*STATED PROBLEM 1*.
Sum up the bridge collapse thread below in two sentences.
*STATED PROBLEM 2*.
For each statement, say yes or no depending on whether the bridge collapse thread below agrees with it, and quote the words that decide it: (a) The shop owner in Monroe had a bridge collapse scene on his layout. (b) The water tip calls for matte Mod Podge. (c) One reply says the scene uses up mainline space.

*EXCERPT*.
# bridge collapse scene



## BMK (Sep 13, 2011)

I stopped at a Model Railroad shop in Monroe, Wisconsin and owner showed us his layout. He had a bridge collapse scene. It gave me an idea for a corner area on my own layout. The following photo is the result.


----------



## DonR (Oct 18, 2012)

Very clever scene in a space where you can't do much
else. 

It's imaginative creativity like this that make our
layouts fun.

Don


----------



## ninjarobert (Dec 19, 2017)

Cool idea!


----------



## D&J Railroad (Oct 4, 2013)

Just need a spreading oil slick in the water.


----------



## J.C. (Dec 24, 2016)

here is a original collapse 1890.


----------



## Gramps (Feb 28, 2016)

Very clever, well done.


----------



## mesenteria (Oct 29, 2015)

Nice job. It looks realistic. 

If you don't mind a suggestion, and could stand to not have an oil slick on the water, get a small jar of Mod Podge craft acrylic from Wally's crafts section and stipple some of it on the top of your glassy water. When it dries, it will dry clear and it will look like naturally rippled water surfaces.

If you'd like to do this, you'll need the 'gloss' Mod Podge, and a disposable foam brush about an inch across. You pour on a thin layer, spread it around well, turn the applicator onto its flat side, and tap it along the spread layer. It will look rippled when it dries.


----------



## RonthePirate (Sep 9, 2015)

That really is a great way to fill up that corner that you couldn't think of anything else for!
It doesn't take much work to accomplish, and everyone has a few "beater" cars laying around.
And it doesn't tie up any mainline or even spur space.


----------



## A&NRR (Aug 2, 2015)

*MATERIAL SUPPLIED*.
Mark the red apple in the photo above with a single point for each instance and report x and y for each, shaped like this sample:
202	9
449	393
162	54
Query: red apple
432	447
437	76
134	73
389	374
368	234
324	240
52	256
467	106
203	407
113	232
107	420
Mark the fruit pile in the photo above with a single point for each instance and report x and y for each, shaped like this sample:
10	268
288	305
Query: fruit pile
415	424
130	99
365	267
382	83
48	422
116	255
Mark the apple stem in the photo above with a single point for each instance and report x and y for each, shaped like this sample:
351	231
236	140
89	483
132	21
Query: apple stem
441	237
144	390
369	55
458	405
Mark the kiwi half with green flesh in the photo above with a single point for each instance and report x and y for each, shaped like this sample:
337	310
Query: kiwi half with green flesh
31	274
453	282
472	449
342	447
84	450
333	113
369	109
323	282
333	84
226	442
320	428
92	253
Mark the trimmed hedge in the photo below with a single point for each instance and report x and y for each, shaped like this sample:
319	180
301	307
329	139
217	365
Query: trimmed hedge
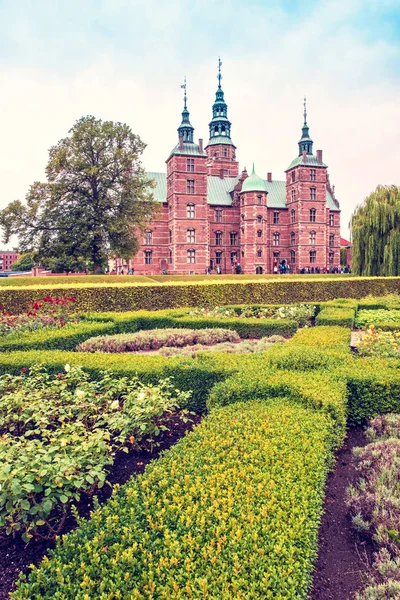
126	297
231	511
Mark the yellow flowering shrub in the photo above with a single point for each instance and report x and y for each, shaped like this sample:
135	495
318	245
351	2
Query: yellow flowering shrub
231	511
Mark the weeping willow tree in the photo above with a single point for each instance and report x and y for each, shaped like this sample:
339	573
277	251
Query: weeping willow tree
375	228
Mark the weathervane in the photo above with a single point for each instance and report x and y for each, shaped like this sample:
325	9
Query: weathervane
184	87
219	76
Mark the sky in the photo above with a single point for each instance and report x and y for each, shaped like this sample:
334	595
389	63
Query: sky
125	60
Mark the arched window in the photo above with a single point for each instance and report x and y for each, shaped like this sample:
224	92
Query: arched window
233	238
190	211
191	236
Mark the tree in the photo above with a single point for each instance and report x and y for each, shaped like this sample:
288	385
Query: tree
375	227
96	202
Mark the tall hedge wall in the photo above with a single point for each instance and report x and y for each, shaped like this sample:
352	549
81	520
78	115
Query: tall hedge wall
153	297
* * *
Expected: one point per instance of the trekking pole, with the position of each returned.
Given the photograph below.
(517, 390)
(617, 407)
* * *
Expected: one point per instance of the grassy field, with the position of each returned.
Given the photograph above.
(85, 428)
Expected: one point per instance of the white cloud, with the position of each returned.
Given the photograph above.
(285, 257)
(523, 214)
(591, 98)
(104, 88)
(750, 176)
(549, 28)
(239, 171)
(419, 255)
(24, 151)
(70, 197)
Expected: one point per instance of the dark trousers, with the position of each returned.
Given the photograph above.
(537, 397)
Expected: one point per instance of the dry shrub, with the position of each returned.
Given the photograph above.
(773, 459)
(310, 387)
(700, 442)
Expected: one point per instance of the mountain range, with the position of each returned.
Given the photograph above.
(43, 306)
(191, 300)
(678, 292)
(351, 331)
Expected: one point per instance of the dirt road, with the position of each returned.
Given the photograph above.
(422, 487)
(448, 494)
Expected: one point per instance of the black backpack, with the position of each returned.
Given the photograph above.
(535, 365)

*TASK RESPONSE 1*.
After seeing a bridge collapse scene on a shop owner's layout in Monroe, Wisconsin, a member built one for a corner of their own layout. Others called it clever and a good way to fill a corner without using mainline or spur space, and one suggested stippling gloss Mod Podge on the water with a foam brush so it dries looking rippled.

*TASK RESPONSE 2*.
(a) Yes: "He had a bridge collapse scene."
(b) No: "you'll need the 'gloss' Mod Podge"
(c) No: "And it doesn't tie up any mainline or even spur space."